#### Problems and tasks
1. In the text on damage types, what two armor class values did Starfinder have?
2. Resume the text on damage types after its last sentence and carry it forward.

#### Text provided
Damage types.
Silly, pedantic, element-based damage types.
One thing about role-players is that they fetishize damage types far more than they should. Science fiction games often fall into this trap, but you see this in 5E with all the damage types there, with 13 types being in the game.
Starfinder had eight types, but weapons have levels, and every three or four levels, every weapon type was repeated, with most of the damage types represented. So there would be eight level 1-3 pistols, eight level 4-6 pistols, and so on. Sometimes you needed a cold pistol, other times you needed that electricity pistol. Starfinder's weapon lists were massive, easily filling hundreds of entries, and adventure paths would add dozens more weapons for no good reason.
The game also had two armor class values, energy and kinetic.
The Esper Genesis game falls back on the 5E tropes, but unless a monster has a resistance or weakness to that type of damage, the damage is just damage, and who cares? You have one AC value. Of all the science fiction games, this one does things the most "5E way," and you are not worrying about damage types for most attacks.
And we get to Star Frontiers. You can combine a suit and a screen to layer defenses against different types of damage. Of suits, you can do with either laser or ballistic/melee protection. With screens, you get protection against laser, ballistic/melee, electrical, and sonic attacks. Typically, all our characters wore suits that provided ballistic and melee protection, as well as a screen for lasers. This way, you could rely on the suit for protection in more social situations, such as a fight in a space bar, and then, when the lasers started flying, the screen was turned on. Electrical and sonic attacks were rarer, so those tended to be the ones that got through your defenses more often.

#### Data records

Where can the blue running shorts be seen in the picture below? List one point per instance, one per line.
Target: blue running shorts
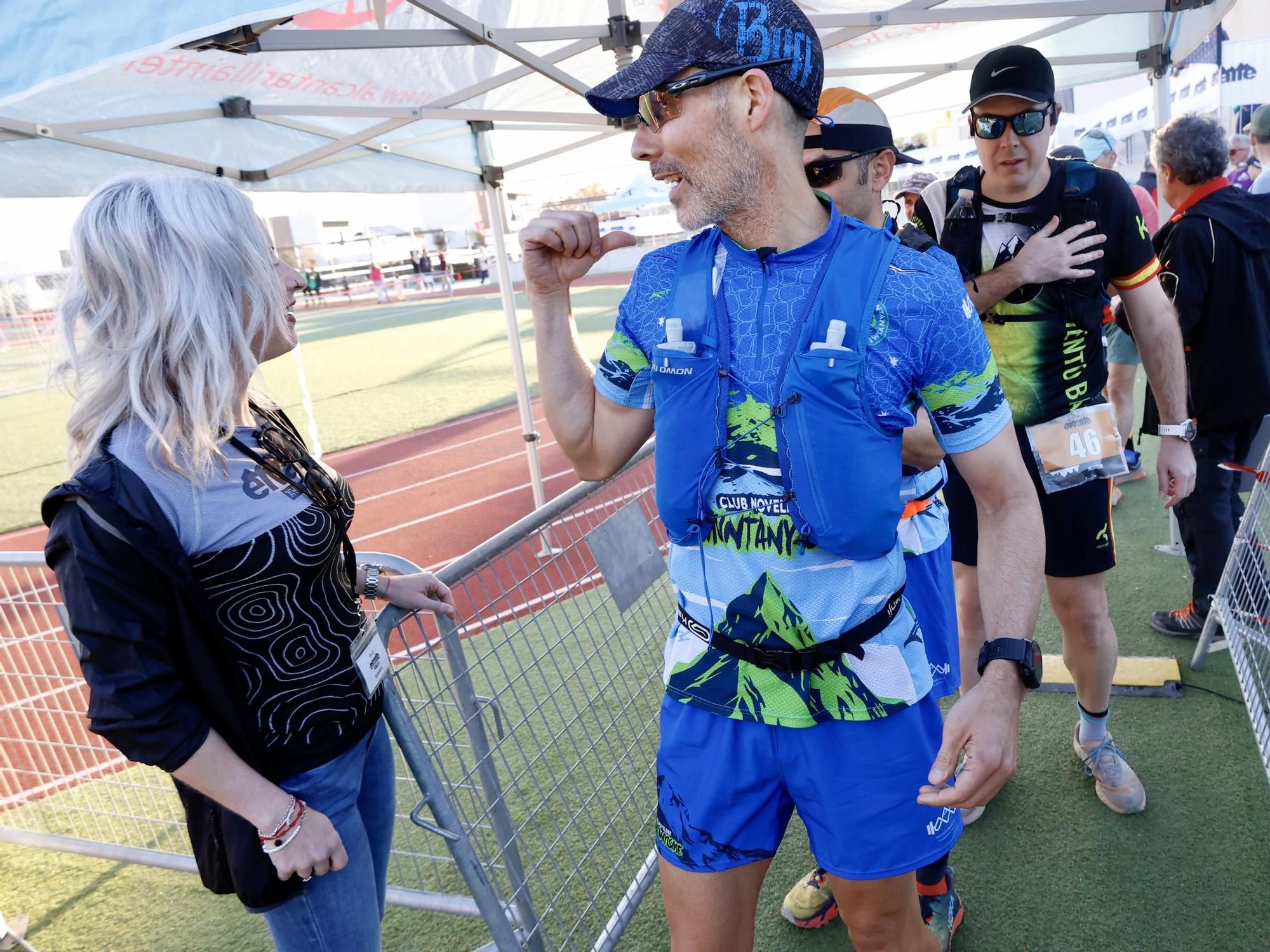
(930, 593)
(726, 791)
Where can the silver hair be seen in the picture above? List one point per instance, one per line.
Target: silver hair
(172, 293)
(1193, 147)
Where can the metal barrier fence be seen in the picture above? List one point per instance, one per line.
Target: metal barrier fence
(525, 737)
(1241, 609)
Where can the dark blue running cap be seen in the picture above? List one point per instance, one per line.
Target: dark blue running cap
(716, 35)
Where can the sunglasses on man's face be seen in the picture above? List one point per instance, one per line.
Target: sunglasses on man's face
(826, 172)
(1029, 122)
(660, 106)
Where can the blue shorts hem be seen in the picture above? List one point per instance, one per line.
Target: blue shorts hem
(896, 871)
(725, 868)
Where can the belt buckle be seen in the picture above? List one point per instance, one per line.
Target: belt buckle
(775, 661)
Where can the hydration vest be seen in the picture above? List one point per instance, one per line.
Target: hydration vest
(840, 472)
(1080, 301)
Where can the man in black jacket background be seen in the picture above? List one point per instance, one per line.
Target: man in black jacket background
(1216, 258)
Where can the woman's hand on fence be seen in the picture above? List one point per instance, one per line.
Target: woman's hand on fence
(316, 851)
(424, 591)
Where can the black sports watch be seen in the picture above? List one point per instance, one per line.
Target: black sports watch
(1187, 430)
(1022, 652)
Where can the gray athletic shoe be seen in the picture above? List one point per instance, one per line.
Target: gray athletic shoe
(1117, 785)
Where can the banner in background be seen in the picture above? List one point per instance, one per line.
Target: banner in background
(1245, 72)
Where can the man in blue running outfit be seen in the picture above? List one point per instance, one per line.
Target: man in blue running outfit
(862, 136)
(779, 359)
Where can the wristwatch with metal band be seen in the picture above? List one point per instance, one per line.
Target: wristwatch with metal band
(1187, 430)
(1022, 652)
(371, 585)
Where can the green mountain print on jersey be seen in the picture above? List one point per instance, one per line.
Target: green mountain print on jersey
(746, 692)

#### Per-task outputs
1. Energy and kinetic.

2.
Star Frontiers combat meant "turning on your shields" in personal combat, and making sure you had the correct resistances to damage types in your group. GURPS really isn't about that, and it is a different style of combat in the system that is more armor-focused. We have force screens in Ultra Tech that can function similarly, with a DR 60 (for personal conforming, TL 12^, super science), and you can specify an energy type for a 50% cost reduction. Star Frontiers is not a TL12 setting, though. For a TL 11 field, I would halve the DR to 30.
The conversion is at a point where, if I try to convert mechanics, I will be here doing these little conversions forever, trying to tweak it and make it work, but inevitably breaking something else. One of the things is that GURPS has solved many science fiction gaming problems with the rules the game already contains. GURPS is a well-tested and well-designed system that works, taking into account numerous science fiction tropes and pieces of gear and technology.
I am not giving up on this, but if I want an exact simulation of Star Frontiers, that would require a significant amount of design work. For most people, just use GURPS Space and flavor the setting with the Star Frontiers races and setting, while using GURPS to replace the gear and tech lists entirely.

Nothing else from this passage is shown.